___ Document text ___

Before adding funds by bank wire, please call the Fund at 1-800-773-3863 for
wire instructions and to advise the Fund of the investment, dollar amount, and
the account identification number. Mail orders should include, if possible, the
“Invest by Mail” stub that is attached to your confirmation statement.
Otherwise, please identify your account in a letter accompanying your purchase
payment.
Automatic
Investment Plan. The automatic investment plan enables shareholders
to make regular monthly or quarterly investments in shares through automatic
charges to their checking account. With shareholder authorization and bank
approval, the Fund will automatically charge the shareholder’s checking account
for the amount specified ($50 minimum), which will be automatically invested in
shares at the public offering price on or about the 21st day of the month. The
shareholder may change the amount of the investment or discontinue the plan at
any time by writing the Fund.
Share
Certificates. The Fund normally does not issue share certificates.
Evidence of ownership of shares is provided through entry in the Fund’s share
registry. Investors will receive periodic account statements (and, where
applicable, purchase confirmations) that will show the number of shares
owned.

___

== What you will do ==
1. Duplicate the fund share purchase text word for word, starting with "Otherwise, please identify" and going on through "issue share certificates.".
2. According to the fund share purchase text, on about which day of the month are automatic plan charges invested in shares?
3. Supply the next part of the fund share purchase text, following on from its final sentence.
The rows after the fund share purchase text are separate material.

___ Data extract ___

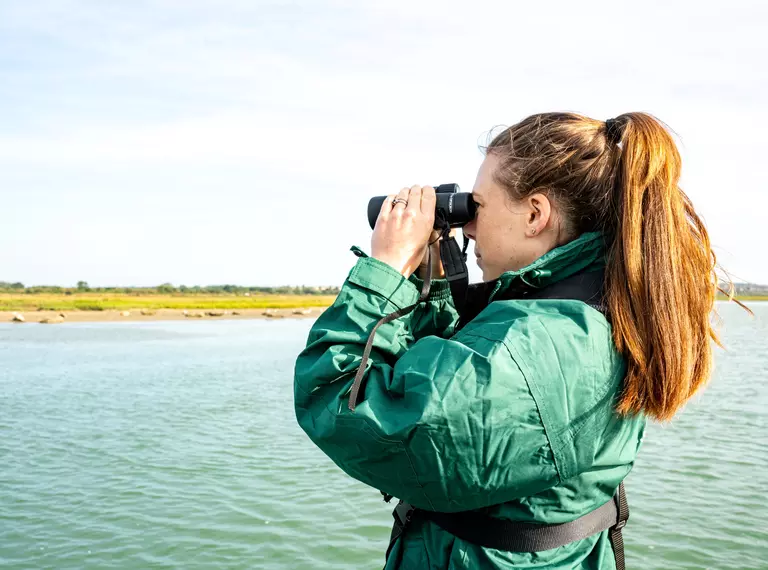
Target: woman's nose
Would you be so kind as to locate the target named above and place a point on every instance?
(469, 230)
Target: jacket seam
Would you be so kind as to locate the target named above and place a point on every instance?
(537, 400)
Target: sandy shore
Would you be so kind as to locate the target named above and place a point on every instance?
(58, 317)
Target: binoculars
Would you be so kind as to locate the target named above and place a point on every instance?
(452, 207)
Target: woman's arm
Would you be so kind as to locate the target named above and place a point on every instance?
(445, 424)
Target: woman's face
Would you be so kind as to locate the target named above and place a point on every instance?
(508, 234)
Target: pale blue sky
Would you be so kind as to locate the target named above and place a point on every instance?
(199, 142)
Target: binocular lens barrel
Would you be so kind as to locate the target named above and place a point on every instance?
(457, 208)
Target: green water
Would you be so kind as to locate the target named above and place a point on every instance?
(174, 445)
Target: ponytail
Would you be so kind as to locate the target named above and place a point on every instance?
(620, 177)
(660, 274)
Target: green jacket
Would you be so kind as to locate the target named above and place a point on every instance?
(513, 414)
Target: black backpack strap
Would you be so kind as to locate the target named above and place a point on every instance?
(617, 540)
(516, 536)
(585, 287)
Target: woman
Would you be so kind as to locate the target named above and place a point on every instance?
(532, 409)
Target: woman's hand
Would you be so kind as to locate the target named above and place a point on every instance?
(402, 230)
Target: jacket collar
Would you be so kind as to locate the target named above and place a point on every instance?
(587, 252)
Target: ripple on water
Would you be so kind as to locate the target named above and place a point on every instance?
(175, 445)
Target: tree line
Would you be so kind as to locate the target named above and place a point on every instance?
(169, 289)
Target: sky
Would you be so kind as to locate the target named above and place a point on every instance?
(210, 142)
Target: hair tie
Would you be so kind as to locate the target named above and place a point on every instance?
(613, 131)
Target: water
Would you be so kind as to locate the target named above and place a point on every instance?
(174, 445)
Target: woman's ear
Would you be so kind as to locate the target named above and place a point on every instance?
(538, 213)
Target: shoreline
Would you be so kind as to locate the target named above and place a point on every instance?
(141, 315)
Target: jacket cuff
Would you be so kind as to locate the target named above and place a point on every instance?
(383, 279)
(439, 289)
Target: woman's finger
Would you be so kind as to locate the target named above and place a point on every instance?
(386, 207)
(428, 200)
(402, 200)
(414, 200)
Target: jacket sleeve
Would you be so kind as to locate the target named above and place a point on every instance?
(444, 424)
(437, 315)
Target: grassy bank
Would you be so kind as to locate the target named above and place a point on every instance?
(103, 302)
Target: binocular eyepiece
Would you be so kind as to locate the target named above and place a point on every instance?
(454, 207)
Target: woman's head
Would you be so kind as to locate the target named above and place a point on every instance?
(554, 176)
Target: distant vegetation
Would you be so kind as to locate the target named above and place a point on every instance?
(168, 289)
(17, 297)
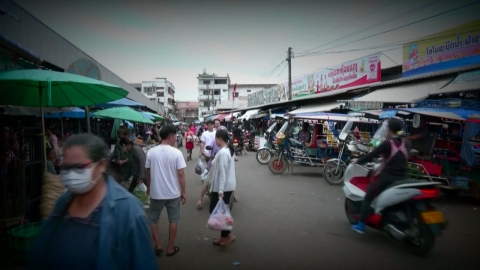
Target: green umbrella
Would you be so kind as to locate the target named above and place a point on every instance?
(156, 116)
(124, 113)
(57, 89)
(46, 88)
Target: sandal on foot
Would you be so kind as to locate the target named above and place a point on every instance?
(175, 251)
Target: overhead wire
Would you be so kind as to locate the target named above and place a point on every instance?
(378, 24)
(408, 24)
(398, 43)
(354, 20)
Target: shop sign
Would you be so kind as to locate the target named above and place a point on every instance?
(459, 46)
(362, 71)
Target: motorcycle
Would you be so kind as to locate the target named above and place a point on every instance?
(265, 153)
(403, 210)
(232, 197)
(333, 171)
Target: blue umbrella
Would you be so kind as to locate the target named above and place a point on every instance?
(75, 113)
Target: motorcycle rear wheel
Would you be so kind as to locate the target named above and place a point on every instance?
(332, 177)
(264, 156)
(278, 165)
(425, 241)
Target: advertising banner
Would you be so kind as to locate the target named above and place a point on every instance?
(459, 46)
(362, 71)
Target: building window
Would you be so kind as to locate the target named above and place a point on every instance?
(220, 81)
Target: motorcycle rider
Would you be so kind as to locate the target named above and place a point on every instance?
(395, 154)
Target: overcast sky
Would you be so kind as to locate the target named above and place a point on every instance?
(139, 40)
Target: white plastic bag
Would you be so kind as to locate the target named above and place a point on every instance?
(221, 219)
(200, 167)
(140, 192)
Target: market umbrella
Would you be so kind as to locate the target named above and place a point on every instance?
(124, 113)
(46, 88)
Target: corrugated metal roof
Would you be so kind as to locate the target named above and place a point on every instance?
(466, 81)
(406, 93)
(316, 108)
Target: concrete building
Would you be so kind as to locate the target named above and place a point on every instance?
(159, 89)
(187, 111)
(243, 90)
(212, 90)
(25, 42)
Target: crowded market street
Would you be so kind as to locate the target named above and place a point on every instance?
(298, 222)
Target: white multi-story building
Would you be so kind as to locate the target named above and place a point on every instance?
(162, 90)
(212, 90)
(243, 90)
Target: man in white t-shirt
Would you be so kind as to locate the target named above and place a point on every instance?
(166, 186)
(208, 136)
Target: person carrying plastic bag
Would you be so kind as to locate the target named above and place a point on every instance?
(221, 189)
(221, 219)
(141, 193)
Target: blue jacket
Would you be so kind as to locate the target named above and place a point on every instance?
(124, 236)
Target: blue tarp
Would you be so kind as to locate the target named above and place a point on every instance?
(120, 103)
(450, 113)
(75, 113)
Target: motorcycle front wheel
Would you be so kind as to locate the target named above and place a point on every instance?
(278, 165)
(332, 175)
(264, 156)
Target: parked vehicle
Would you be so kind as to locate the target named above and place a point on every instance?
(403, 210)
(352, 148)
(265, 153)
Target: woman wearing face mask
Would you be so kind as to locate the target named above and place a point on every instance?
(96, 224)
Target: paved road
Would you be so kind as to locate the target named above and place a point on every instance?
(297, 222)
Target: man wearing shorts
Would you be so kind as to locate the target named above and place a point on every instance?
(166, 186)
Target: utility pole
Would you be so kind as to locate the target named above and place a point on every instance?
(289, 60)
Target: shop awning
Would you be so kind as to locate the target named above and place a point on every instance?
(221, 117)
(447, 113)
(249, 114)
(120, 103)
(399, 94)
(466, 81)
(317, 107)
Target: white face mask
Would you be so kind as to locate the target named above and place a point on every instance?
(79, 181)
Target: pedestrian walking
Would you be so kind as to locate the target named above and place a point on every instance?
(224, 180)
(166, 186)
(189, 143)
(208, 137)
(137, 161)
(96, 224)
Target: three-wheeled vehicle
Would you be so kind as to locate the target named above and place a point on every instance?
(322, 146)
(446, 155)
(353, 146)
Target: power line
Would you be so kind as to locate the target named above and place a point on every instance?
(383, 22)
(398, 43)
(361, 17)
(409, 24)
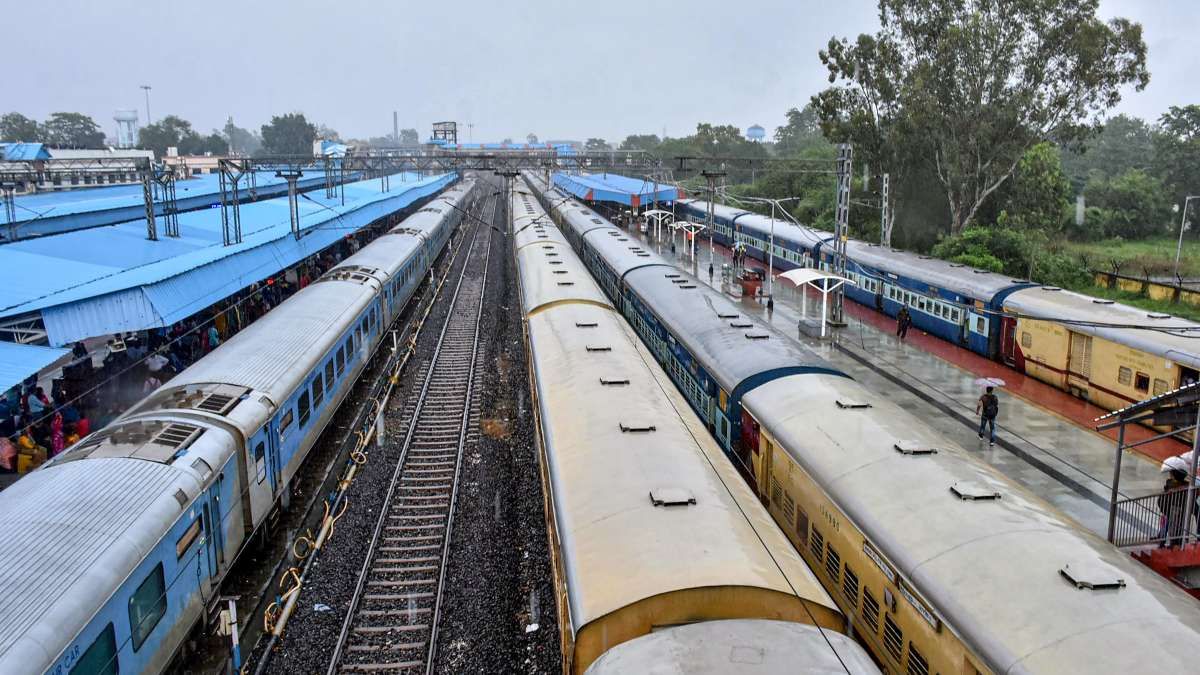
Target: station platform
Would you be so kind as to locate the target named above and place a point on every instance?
(112, 279)
(1044, 437)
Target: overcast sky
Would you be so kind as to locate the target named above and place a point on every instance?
(561, 70)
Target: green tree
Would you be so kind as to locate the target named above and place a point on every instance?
(1177, 151)
(645, 142)
(1038, 198)
(171, 131)
(288, 135)
(240, 141)
(971, 87)
(72, 130)
(16, 127)
(1133, 205)
(1125, 143)
(802, 131)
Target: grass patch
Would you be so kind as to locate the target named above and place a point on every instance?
(1182, 310)
(1157, 255)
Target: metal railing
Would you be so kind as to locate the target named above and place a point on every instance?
(1158, 519)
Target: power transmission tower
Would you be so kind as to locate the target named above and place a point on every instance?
(841, 231)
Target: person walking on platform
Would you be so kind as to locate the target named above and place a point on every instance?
(904, 320)
(988, 407)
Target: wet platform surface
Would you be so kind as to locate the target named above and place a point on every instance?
(1045, 438)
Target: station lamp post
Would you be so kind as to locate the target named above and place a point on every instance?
(1183, 226)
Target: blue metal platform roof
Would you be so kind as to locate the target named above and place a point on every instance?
(615, 187)
(52, 213)
(18, 362)
(23, 151)
(112, 279)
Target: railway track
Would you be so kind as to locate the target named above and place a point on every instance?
(393, 621)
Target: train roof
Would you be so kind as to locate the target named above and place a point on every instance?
(645, 502)
(963, 280)
(549, 269)
(733, 348)
(72, 532)
(996, 568)
(1059, 304)
(737, 646)
(971, 282)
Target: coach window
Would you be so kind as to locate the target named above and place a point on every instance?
(1141, 382)
(100, 658)
(147, 607)
(303, 406)
(318, 390)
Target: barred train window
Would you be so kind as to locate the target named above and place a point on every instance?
(1141, 382)
(147, 607)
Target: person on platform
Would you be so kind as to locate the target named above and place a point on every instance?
(1171, 503)
(904, 320)
(988, 407)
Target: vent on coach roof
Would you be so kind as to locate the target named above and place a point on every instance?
(851, 404)
(1091, 577)
(913, 448)
(671, 497)
(971, 491)
(177, 435)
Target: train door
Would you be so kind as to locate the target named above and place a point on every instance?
(262, 472)
(1008, 340)
(1079, 364)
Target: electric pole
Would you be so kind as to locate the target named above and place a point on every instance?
(841, 231)
(147, 89)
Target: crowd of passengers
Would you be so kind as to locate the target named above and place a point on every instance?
(36, 425)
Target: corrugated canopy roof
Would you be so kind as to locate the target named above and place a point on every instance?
(18, 362)
(109, 279)
(23, 151)
(615, 187)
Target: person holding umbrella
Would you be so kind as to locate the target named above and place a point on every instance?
(988, 407)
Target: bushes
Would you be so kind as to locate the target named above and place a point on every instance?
(1015, 252)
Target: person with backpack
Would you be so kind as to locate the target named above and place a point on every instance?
(988, 407)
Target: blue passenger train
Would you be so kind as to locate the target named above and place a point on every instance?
(115, 549)
(957, 303)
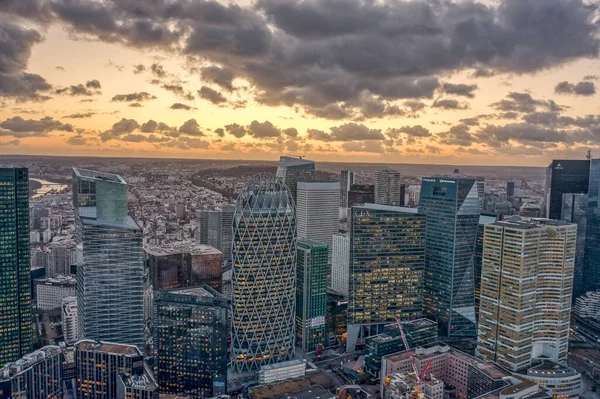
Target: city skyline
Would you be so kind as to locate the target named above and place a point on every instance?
(482, 88)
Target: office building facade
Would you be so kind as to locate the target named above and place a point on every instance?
(15, 285)
(190, 335)
(110, 260)
(317, 211)
(264, 274)
(451, 204)
(536, 259)
(215, 229)
(293, 170)
(387, 187)
(387, 259)
(311, 294)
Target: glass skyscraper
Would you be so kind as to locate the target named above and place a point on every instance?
(292, 170)
(110, 260)
(311, 294)
(387, 258)
(264, 274)
(451, 204)
(15, 286)
(190, 335)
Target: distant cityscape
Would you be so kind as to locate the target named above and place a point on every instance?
(144, 278)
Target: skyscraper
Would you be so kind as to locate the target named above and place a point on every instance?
(264, 274)
(346, 181)
(387, 258)
(317, 211)
(215, 227)
(190, 335)
(292, 170)
(387, 187)
(451, 204)
(566, 198)
(110, 260)
(311, 294)
(534, 258)
(15, 285)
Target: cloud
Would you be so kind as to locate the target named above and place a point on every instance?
(211, 95)
(80, 115)
(584, 88)
(19, 127)
(459, 89)
(182, 106)
(449, 104)
(191, 127)
(141, 96)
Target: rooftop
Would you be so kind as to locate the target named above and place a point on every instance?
(108, 347)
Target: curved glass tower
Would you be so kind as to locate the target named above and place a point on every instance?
(264, 274)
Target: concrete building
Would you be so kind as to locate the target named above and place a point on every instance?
(15, 284)
(69, 320)
(340, 263)
(110, 260)
(288, 370)
(51, 291)
(535, 258)
(387, 258)
(264, 274)
(317, 211)
(37, 375)
(190, 336)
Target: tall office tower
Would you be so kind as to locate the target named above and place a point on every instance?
(214, 229)
(510, 190)
(387, 187)
(387, 258)
(190, 335)
(110, 260)
(478, 256)
(340, 263)
(37, 375)
(311, 294)
(566, 198)
(69, 320)
(317, 211)
(264, 274)
(98, 365)
(346, 181)
(292, 170)
(591, 258)
(451, 204)
(361, 194)
(15, 285)
(534, 258)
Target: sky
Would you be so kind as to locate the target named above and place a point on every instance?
(507, 82)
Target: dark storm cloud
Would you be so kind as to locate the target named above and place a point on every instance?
(181, 106)
(211, 95)
(19, 127)
(584, 88)
(141, 96)
(460, 89)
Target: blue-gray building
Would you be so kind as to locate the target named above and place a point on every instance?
(190, 336)
(15, 285)
(110, 260)
(451, 204)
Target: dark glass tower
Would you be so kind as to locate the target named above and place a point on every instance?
(190, 335)
(15, 291)
(311, 294)
(451, 204)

___

== Answers ==
1.
Otherwise, please identify your account in a letter accompanying your purchase
payment.
Automatic
Investment Plan. The automatic investment plan enables shareholders
to make regular monthly or quarterly investments in shares through automatic
charges to their checking account. With shareholder authorization and bank
approval, the Fund will automatically charge the shareholder’s checking account
for the amount specified ($50 minimum), which will be automatically invested in
shares at the public offering price on or about the 21st day of the month. The
shareholder may change the amount of the investment or discontinue the plan at
any time by writing the Fund.
Share
Certificates. The Fund normally does not issue share certificates.

2. On or about the 21st day of the month.

3.
Important
Information about Procedures for Opening a New Account. Under the
Uniting and Strengthening America by Providing Appropriate Tools Required to
Intercept and Obstruct Terrorism Act of 2001 (USA PATRIOT Act of 2001), the Fund
is required to obtain, verify, and record information to enable the Fund to form
a reasonable belief as to the identity of each customer who opens an
account. Consequently, when an investor opens an account, the Fund will
ask for the investor’s name, street address, date of birth (for an individual),
social security or other tax identification number (or proof that the investor
has filed for such a number), and other information that will allow the Fund to
identify the investor. The Fund may also ask to see the driver’s license or
other identifying documents of the investor. An investor’s account
application will not be considered “complete” and, therefore, an account will
not be opened and the investor’s money will not be invested until the Fund
receives this required information. In addition, if after opening the investor’s
account the Fund is unable to verify the investor’s identity after reasonable
efforts, as determined by the Fund in its sole discretion, the Fund may (i)
restrict further investments until the investor’s identity is verified; and (ii)
close the investor’s account without notice and return the investor’s redemption
proceeds to the investor. If the Fund closes an investor’s account because the
Fund could not verify the investor’s identity, the Fund will value the account
in accordance with the next NAV calculated after the investor’s account is
closed. In that case, the investor’s redemption proceeds may be worth more
or less than the investor’s original investment. The Fund will not be
responsible for any losses incurred due to the Fund’s inability to verify the
identity of any investor opening an account.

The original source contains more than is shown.